:: What to produce ::
Please restate the data that follows, leaving every word in place.

:: Stored data entries ::
════════════════

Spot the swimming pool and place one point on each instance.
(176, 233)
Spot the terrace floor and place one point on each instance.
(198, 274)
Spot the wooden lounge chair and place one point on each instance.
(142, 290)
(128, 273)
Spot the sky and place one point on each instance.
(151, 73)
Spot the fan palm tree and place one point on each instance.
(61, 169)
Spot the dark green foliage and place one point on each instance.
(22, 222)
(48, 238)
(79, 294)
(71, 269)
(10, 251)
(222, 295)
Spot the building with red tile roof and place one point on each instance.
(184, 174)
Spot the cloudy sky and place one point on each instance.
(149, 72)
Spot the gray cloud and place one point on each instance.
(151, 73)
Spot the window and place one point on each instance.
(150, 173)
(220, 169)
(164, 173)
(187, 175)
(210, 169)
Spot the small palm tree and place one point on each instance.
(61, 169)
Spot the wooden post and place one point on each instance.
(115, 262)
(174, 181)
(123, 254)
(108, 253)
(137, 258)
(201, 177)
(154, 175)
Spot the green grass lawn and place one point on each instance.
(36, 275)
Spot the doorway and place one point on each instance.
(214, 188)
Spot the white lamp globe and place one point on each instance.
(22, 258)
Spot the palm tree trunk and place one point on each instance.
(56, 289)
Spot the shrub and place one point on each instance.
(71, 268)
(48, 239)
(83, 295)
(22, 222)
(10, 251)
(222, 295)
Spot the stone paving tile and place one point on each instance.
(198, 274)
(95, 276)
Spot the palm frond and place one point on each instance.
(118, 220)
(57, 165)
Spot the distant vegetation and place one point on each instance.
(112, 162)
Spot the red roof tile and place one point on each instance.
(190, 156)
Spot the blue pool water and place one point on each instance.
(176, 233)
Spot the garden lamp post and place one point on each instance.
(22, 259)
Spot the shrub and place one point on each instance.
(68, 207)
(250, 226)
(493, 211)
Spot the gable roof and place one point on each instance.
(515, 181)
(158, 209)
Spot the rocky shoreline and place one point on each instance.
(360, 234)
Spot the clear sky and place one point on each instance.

════════════════

:: Task solution ::
Spot the swimming pool and place one point on each instance.
(176, 233)
Spot the terrace floor and place one point on each instance.
(198, 274)
Spot the wooden lounge chair and place one point on each instance.
(142, 290)
(128, 273)
Spot the sky and place one point on each instance.
(151, 73)
Spot the fan palm tree and place one point on each instance.
(61, 169)
Spot the dark green foliage and place one point on each instance.
(22, 222)
(48, 238)
(79, 294)
(71, 269)
(10, 251)
(222, 295)
Spot the building with red tile roof and place one point on each instance.
(184, 174)
Spot the cloudy sky and place one point on each instance.
(149, 72)
Spot the gray cloud and place one point on each instance.
(151, 73)
Spot the window and place one point on each instance.
(150, 173)
(220, 169)
(164, 173)
(187, 175)
(210, 169)
Spot the small palm tree and place one point on each instance.
(61, 169)
Spot the wooden post and place one point on each instance.
(115, 262)
(174, 181)
(123, 254)
(108, 253)
(137, 258)
(201, 177)
(154, 175)
Spot the green grass lawn and place one point on each instance.
(36, 275)
Spot the doorway and place one point on each instance.
(214, 188)
Spot the white lamp globe and place one point on each instance.
(22, 258)
Spot the palm tree trunk and place one point on each instance.
(56, 289)
Spot the shrub and place one point on each instance.
(71, 268)
(48, 239)
(83, 295)
(22, 222)
(10, 251)
(222, 295)
Spot the stone paving tile and place one point on each instance.
(198, 274)
(95, 276)
Spot the palm frond and place one point on each instance.
(118, 220)
(57, 165)
Spot the distant vegetation and place one point on each instance.
(112, 162)
Spot the red roof tile and place one point on each instance.
(190, 156)
Spot the blue pool water and place one point on each instance.
(176, 233)
Spot the garden lamp post and place one point on each instance.
(22, 259)
Spot the shrub and place one point on each instance.
(68, 207)
(250, 226)
(493, 211)
Spot the gable roof and place one point on each instance.
(515, 181)
(158, 209)
Spot the rocky shoreline and place one point on each instance.
(360, 234)
Spot the clear sky and place one point on each instance.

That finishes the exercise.